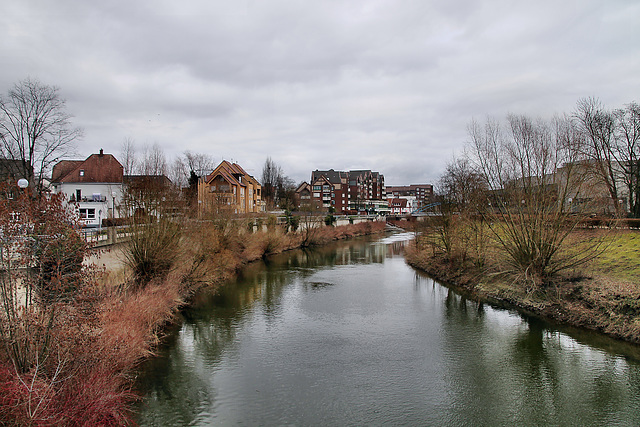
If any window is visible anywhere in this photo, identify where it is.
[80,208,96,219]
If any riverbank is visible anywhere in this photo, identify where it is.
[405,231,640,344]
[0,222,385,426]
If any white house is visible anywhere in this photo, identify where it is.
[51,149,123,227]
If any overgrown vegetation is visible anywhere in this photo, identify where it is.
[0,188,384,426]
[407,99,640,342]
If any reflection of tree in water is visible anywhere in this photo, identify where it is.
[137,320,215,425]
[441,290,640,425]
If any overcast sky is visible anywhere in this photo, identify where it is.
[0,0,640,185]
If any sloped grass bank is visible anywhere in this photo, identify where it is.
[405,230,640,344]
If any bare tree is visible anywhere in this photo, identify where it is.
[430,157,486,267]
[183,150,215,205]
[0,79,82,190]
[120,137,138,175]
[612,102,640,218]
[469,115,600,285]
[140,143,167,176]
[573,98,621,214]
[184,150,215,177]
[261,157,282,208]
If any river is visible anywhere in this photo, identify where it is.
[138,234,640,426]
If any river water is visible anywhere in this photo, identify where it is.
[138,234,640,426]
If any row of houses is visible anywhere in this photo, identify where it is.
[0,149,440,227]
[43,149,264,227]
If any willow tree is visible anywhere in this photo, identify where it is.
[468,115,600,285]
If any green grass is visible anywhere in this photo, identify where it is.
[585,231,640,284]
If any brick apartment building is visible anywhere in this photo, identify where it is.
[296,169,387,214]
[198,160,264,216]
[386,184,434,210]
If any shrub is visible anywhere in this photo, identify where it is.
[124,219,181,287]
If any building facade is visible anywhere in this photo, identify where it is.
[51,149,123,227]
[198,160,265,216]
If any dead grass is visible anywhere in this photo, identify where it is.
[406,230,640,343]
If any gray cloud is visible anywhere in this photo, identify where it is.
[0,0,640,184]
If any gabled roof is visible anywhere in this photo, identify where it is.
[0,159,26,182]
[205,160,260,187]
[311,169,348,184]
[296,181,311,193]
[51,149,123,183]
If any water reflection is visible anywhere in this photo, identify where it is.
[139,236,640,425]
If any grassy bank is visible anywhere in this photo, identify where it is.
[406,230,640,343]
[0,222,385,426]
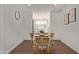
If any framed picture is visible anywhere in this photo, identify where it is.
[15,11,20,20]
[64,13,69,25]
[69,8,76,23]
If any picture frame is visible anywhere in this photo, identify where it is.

--

Rewrite the entries above as a JSON list of strings, with one string per line and no blank lines. Leave the pictures out of the list.

= WRITTEN ANSWER =
[
  "If any window is visible anywhere in this photo, identify where it is.",
  "[80,208,96,219]",
  "If any riverbank is visible anywhere in this photo, identify where it is.",
  "[405,231,640,344]",
  "[0,222,385,426]",
  "If any white house is visible anywhere in this photo, identify where it is.",
  "[51,149,123,227]",
  "If any overgrown vegetation is visible anywhere in this photo, identify where it is.",
  "[0,188,384,426]",
  "[407,99,640,342]",
  "If any reflection of tree in water is visible anywhere in this photo, identify where it is.",
  "[137,320,215,425]",
  "[441,290,640,425]",
  "If any overcast sky is visible anywhere in this photo, identify where it is.",
  "[0,0,640,185]",
  "If any sloped grass bank is visible anywhere in this photo, identify where it is.",
  "[405,230,640,344]",
  "If any bare tree is visible anywhere in this photo, identify where it is.",
  "[430,157,486,267]",
  "[183,150,215,205]",
  "[0,79,82,190]",
  "[120,137,138,175]",
  "[612,102,640,218]",
  "[469,115,600,285]",
  "[140,143,167,176]",
  "[573,98,621,214]",
  "[184,150,215,177]",
  "[261,157,282,208]",
  "If any river is visible anywhere in this photo, identify where it is.",
  "[138,234,640,426]",
  "If any river water is visible anywhere in this photo, identify where it is.",
  "[138,234,640,426]",
  "If any row of houses is visible anywhere in this photo, identify where it is.",
  "[0,149,440,227]",
  "[43,149,264,227]",
  "If any willow tree is visible anywhere in this photo, identify where it is.",
  "[468,115,600,285]",
  "If any green grass is visible anywhere in this photo, identify where it is.",
  "[585,231,640,284]",
  "If any brick apartment building is visible anywhere in this photo, identify where it is.",
  "[296,169,387,214]",
  "[198,160,264,216]",
  "[386,184,434,210]",
  "If any shrub is visible anywhere in this photo, identify where it is.",
  "[124,219,181,287]",
  "If any building facade is visible anywhere in this photo, identify where it is.",
  "[51,149,123,227]",
  "[198,160,265,216]",
  "If any dead grass is visible anywhere in this photo, identify where it is.",
  "[406,230,640,343]",
  "If any gray cloud is visible anywhere in this photo, identify where it is.",
  "[0,0,640,184]",
  "If any gabled roof is visible anywhere in this photo, identify where it is.",
  "[0,159,26,182]",
  "[205,160,260,187]",
  "[311,169,348,184]",
  "[296,181,311,193]",
  "[51,149,123,183]",
  "If any water reflection is visible anywhere in this photo, identify where it is.",
  "[139,236,640,425]",
  "If any grassy bank is visible anywhere in this photo, identify where it is.",
  "[406,230,640,343]",
  "[0,222,385,426]",
  "If any framed picture is visible anywhere in this photo, identify where it is.",
  "[15,11,20,20]",
  "[64,13,69,25]",
  "[69,8,76,23]",
  "If any picture frame is visible anywhere in this photo, identify where it is."
]